Resume the design-tradeoffs document for the Rust queue library and carry it forward from its final line.

> **Passage**:
## Start

Need to represent messages sent to and received from queues with metadata, while supporting serialization.

### Options Considered


#### Option A: Generic Message Container


Single generic `Message<T>` type that wraps any serializable payload.

**Pros**:

- Type-safe payloads
- Compile-time serialization checks
- Ergonomic with Rust generics

**Cons**:

- Forces generic parameters throughout API
- Complicates trait objects
- Harder to store mixed message types
- Provider implementations become complex

#### Option B: Opaque Bytes Only


Messages are just `Vec<u8>`, applications handle serialization.

**Pros**:

- Simple library implementation
- No serialization dependencies
- Maximum flexibility for applications

**Cons**:

- Repeated serialization code in applications
- Easy to make mistakes
- No standardization across bots
- Loses type safety benefits

#### Option C: Structured Message with Bytes Payload (CHOSEN)


Define `Message` struct with `Bytes` body and structured metadata, provide serialization helpers.

**Pros**:

- Consistent message structure across providers
- Metadata (session ID, correlation ID) built-in
- Serialization helpers available but optional
- No generic parameters in core API

**Cons**:

- Less compile-time type safety than Option A
- Applications must handle serialization explicitly
- Slightly more verbose than generic approach

### Decision: Option C - Structured Message with Bytes Payload


**Rationale**:

- Trait objects and runtime provider selection require non-generic API
- Structured metadata enables consistent session/correlation handling
- Serialization helpers (via serde) provide convenience without forcing specific formats
- Matches how underlying providers represent messages

**Consequences**:

- `Message` struct contains: `body: Bytes`, `session_id: Option<SessionId>`, `correlation_id: Option<String>`, `properties: HashMap<String, String>`
- Applications serialize payloads to bytes before sending
- Helper functions provided for common serialization (JSON, bincode)
- Provider implementations work with consistent message structure

---

## Tradeoff 6: Configuration Approach


### Context


Applications need to configure queue connections, credentials, timeouts, and retry policies.

### Options Considered


#### Option A: Builder Pattern


Fluent builder API for constructing clients: `QueueClient::builder().azure().connection_string(cs).build()`.

**Pros**:

- Ergonomic Rust API
- Type-safe configuration
- Compile-time validation

**Cons**:

- Hard to load from environment variables
- Configuration not easily serializable
- Harder to test with different configs

#### Option B: Configuration Files


YAML/TOML files loaded at runtime.

**Pros**:

- External configuration
- Easy to change without recompile
- Can version control separately

**Cons**:

- Requires file I/O
- Parse errors at runtime
- Less discoverable than code

#### Option C: Struct-Based Config with Serde (CHOSEN)


Configuration structs that can be built in code, loaded from environment, or deserialized from files.

**Pros**:

- Flexible - supports all config sources
- Serde integration for serialization
- Validation at deserialization time
- Can use `config` crate for layering

**Cons**:

- More verbose than builder pattern
- Requires understanding config structure
- Validation happens at runtime

### Decision: Option C - Struct-Based Config


**Rationale**:

- GitHub bots typically configure via environment variables (12-factor app)

## End

(Entries from a pointing dataset)
## Start

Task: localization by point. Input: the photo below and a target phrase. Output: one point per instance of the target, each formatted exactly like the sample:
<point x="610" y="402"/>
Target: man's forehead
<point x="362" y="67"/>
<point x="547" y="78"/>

## End

> **Answer to this exercise**:
- Need to support multiple config sources (env, files, code)
- Serde provides serialization for free
- Struct approach enables validation and testing

**Consequences**:

- `QueueRuntimeConfig` struct with provider-specific enums
- Serde `derive(Deserialize)` for environment loading
- Integration with `config` crate for layered configuration
- Validation methods on config structs

---

## Tradeoff 7: Testing Strategy


### Context


Need to test applications using queue-runtime without requiring real cloud services.

### Options Considered


#### Option A: Mock Trait Implementation


Provide mock implementation of `QueueClient` trait for testing.

**Pros**:

- No external dependencies for tests
- Fast test execution
- Deterministic behavior

**Cons**:

- Mocks don't test real provider behavior
- Can miss integration issues
- Divergence between mock and real implementations

#### Option B: Local Emulators


Use Azurite (Azure) and LocalStack (AWS) for testing.

**Pros**:

- Tests against real-ish implementations
- Catches more integration issues
- Closer to production behavior

**Cons**:

- Slow test execution
- Setup complexity
- Emulators may not match production exactly

#### Option C: In-Memory Provider + Contract Tests (CHOSEN)


Provide in-memory provider for unit tests, plus contract test suite that all providers must pass.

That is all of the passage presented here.